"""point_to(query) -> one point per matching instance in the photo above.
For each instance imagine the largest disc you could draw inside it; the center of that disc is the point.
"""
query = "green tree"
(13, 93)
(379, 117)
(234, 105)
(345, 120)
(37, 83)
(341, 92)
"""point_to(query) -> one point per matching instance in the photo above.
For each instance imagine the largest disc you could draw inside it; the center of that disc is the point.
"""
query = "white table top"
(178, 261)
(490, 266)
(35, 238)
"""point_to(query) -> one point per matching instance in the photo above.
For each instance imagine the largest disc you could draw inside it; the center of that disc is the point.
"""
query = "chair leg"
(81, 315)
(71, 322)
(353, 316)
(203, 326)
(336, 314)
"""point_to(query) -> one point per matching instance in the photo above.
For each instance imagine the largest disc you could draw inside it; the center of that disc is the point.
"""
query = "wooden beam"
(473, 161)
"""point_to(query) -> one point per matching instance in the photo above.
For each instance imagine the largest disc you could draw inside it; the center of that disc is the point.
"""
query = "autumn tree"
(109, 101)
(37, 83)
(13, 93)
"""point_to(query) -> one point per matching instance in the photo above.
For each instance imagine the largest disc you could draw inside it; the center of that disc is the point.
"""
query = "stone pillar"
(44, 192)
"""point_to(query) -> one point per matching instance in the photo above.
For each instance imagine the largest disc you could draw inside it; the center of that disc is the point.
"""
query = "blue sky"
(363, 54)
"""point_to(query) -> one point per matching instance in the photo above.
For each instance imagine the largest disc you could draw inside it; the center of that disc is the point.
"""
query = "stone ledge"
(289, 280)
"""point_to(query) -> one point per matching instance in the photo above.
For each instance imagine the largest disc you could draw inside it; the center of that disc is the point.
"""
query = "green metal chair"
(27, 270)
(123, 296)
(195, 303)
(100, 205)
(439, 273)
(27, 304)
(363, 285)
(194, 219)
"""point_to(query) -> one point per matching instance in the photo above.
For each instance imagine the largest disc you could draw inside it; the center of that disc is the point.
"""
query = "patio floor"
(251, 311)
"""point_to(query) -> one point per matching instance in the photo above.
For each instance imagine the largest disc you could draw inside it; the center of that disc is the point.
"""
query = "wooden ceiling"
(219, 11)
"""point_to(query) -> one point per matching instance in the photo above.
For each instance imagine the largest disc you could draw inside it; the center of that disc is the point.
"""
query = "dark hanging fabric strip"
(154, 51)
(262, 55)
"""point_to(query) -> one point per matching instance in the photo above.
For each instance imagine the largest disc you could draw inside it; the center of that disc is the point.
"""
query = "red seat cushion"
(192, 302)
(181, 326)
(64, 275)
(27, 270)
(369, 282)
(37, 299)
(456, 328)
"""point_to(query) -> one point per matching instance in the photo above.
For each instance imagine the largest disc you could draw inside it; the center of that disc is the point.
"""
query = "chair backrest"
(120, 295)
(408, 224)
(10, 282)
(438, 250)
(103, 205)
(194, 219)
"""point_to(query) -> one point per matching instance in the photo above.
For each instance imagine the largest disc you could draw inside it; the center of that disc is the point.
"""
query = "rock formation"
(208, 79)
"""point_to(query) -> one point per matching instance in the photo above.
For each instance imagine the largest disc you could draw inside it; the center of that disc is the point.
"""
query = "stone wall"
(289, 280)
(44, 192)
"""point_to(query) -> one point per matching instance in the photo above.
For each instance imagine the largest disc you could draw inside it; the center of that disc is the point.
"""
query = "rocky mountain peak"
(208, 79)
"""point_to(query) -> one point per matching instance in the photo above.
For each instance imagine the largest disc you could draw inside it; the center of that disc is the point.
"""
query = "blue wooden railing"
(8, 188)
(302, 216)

## HOW TO COMPLETE THIS TASK
The response should consist of all the entries, transcribed exactly.

## EXERCISE RESULT
"""point_to(query) -> one point per matching instance in the photo above.
For each instance imagine the largest disc you could draw inside it; the center of that disc is the point.
"""
query = "green tree"
(13, 93)
(379, 117)
(234, 105)
(345, 120)
(37, 83)
(341, 92)
"""point_to(query) -> one point per matching instance in the photo above.
For each instance imagine the largest disc you could draw inside it; the center of that disc is the point.
"""
query = "white table top"
(178, 261)
(490, 266)
(35, 238)
"""point_to(query) -> one point per matching instance in the photo above.
For each instance imagine the largest disc you could draw inside it; the center of that disc is the point.
"""
query = "chair leg"
(81, 315)
(71, 322)
(353, 316)
(203, 326)
(336, 314)
"""point_to(query) -> one point per matching instance in the photo above.
For each instance imagine the largest disc you could draw inside it; the center of that disc is the point.
"""
query = "wooden beam"
(473, 161)
"""point_to(query) -> one point per matching instance in the photo above.
For each instance imagine the largest disc you could draw inside it; the center of that disc is the point.
"""
query = "autumn tree"
(109, 101)
(37, 83)
(13, 93)
"""point_to(query) -> one point per matching instance in the photo above.
For each instance imagine the largest disc you could draw inside it; the center of that disc is the point.
"""
query = "stone pillar"
(44, 192)
"""point_to(query) -> one point per matching instance in the photo above.
For each instance imagine the largest disc you could draw inside it; the center of that disc is the point.
"""
query = "blue sky"
(363, 54)
"""point_to(query) -> one point per matching instance in the photo above.
For each instance imagine the largest disc you could draw inside it; the center of that disc is the point.
"""
query = "stone ledge"
(289, 280)
"""point_to(query) -> one point per matching instance in the photo above.
For each instance imagine the largest disc you could draw inside it; the center of that disc is the point.
"""
query = "green metal chair"
(27, 270)
(123, 296)
(195, 303)
(100, 205)
(439, 273)
(27, 304)
(363, 285)
(194, 219)
"""point_to(query) -> one point per matching instance in the photo above.
For each instance imagine the largest disc you could draw inside it; the center of that disc is the point.
"""
query = "patio floor"
(251, 311)
"""point_to(query) -> one point per matching instance in the photo above.
For each instance imagine the largest disc you could draw inside it; the center of that disc is the point.
"""
query = "wooden ceiling"
(219, 11)
"""point_to(query) -> one point per matching instance in the photo above.
For each instance imagine the largest disc you could draw inside it; the center of that disc is the point.
"""
query = "dark hanging fabric strip"
(154, 51)
(262, 55)
"""point_to(query) -> one point per matching instance in the photo above.
For each instance imagine the largest disc you could draw inside it; the center of that disc is the point.
"""
query = "red seat cushion"
(192, 302)
(181, 326)
(64, 275)
(27, 270)
(369, 282)
(37, 299)
(456, 328)
"""point_to(query) -> one point per matching instance in the photo above.
For each instance imagine the largest disc you could draw inside it; the center of that disc is the point.
"""
query = "chair backrest"
(120, 295)
(408, 224)
(10, 282)
(438, 250)
(103, 205)
(194, 219)
"""point_to(query) -> one point per matching instance in the photo above.
For each instance imagine the largest disc you could draw inside it; the center of that disc is the point.
"""
query = "rock formation"
(208, 79)
"""point_to(query) -> one point per matching instance in the photo above.
For each instance imagine the largest disc you could draw inside it; the center of that disc is the point.
"""
query = "stone wall"
(289, 280)
(44, 192)
"""point_to(query) -> one point per matching instance in the photo above.
For each instance imagine the largest disc you could draw inside it; the center of that disc is the point.
"""
query = "rocky mountain peak"
(208, 79)
"""point_to(query) -> one point per matching instance in the photo above.
For each instance imagine the largest disc you could draw inside it; the center of that disc is the point.
"""
query = "blue wooden railing"
(8, 188)
(302, 216)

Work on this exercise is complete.